### WORK TO COMPLETE
Please return each of the entries that follow, unchanged in every word.

### DATASET EXTRACT

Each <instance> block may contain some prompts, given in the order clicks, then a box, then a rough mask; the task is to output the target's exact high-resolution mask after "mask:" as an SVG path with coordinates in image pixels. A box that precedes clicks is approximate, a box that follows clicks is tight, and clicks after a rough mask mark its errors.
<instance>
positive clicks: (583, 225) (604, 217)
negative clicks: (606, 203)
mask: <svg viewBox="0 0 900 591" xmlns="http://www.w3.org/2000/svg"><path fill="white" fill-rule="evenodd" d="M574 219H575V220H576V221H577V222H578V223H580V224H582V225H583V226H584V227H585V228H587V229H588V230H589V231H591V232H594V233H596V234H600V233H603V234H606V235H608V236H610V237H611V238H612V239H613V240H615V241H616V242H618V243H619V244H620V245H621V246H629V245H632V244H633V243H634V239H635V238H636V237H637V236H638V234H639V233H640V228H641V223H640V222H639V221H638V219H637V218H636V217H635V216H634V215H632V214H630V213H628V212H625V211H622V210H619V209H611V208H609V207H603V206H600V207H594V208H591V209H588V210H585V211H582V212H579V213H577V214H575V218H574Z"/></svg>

### WRITTEN RESPONSE
Each <instance> block may contain some prompts, given in the order clicks, then a box, then a rough mask; the task is to output the target's exact high-resolution mask after "mask:" as an SVG path with coordinates in image pixels. A box that precedes clicks is approximate, a box that follows clicks is tight, and clicks after a rough mask mark its errors.
<instance>
positive clicks: (583, 225) (604, 217)
negative clicks: (606, 203)
mask: <svg viewBox="0 0 900 591" xmlns="http://www.w3.org/2000/svg"><path fill="white" fill-rule="evenodd" d="M574 219H575V220H576V221H577V222H578V223H580V224H582V225H583V226H584V227H585V228H587V229H588V230H589V231H591V232H594V233H596V234H600V233H603V234H606V235H608V236H610V237H611V238H612V239H613V240H615V241H616V242H618V243H619V244H620V245H621V246H629V245H632V244H633V243H634V239H635V238H636V237H637V236H638V234H639V233H640V228H641V223H640V222H639V221H638V219H637V218H636V217H635V216H634V215H632V214H630V213H628V212H625V211H622V210H619V209H611V208H609V207H603V206H600V207H594V208H591V209H588V210H585V211H582V212H579V213H577V214H575V218H574Z"/></svg>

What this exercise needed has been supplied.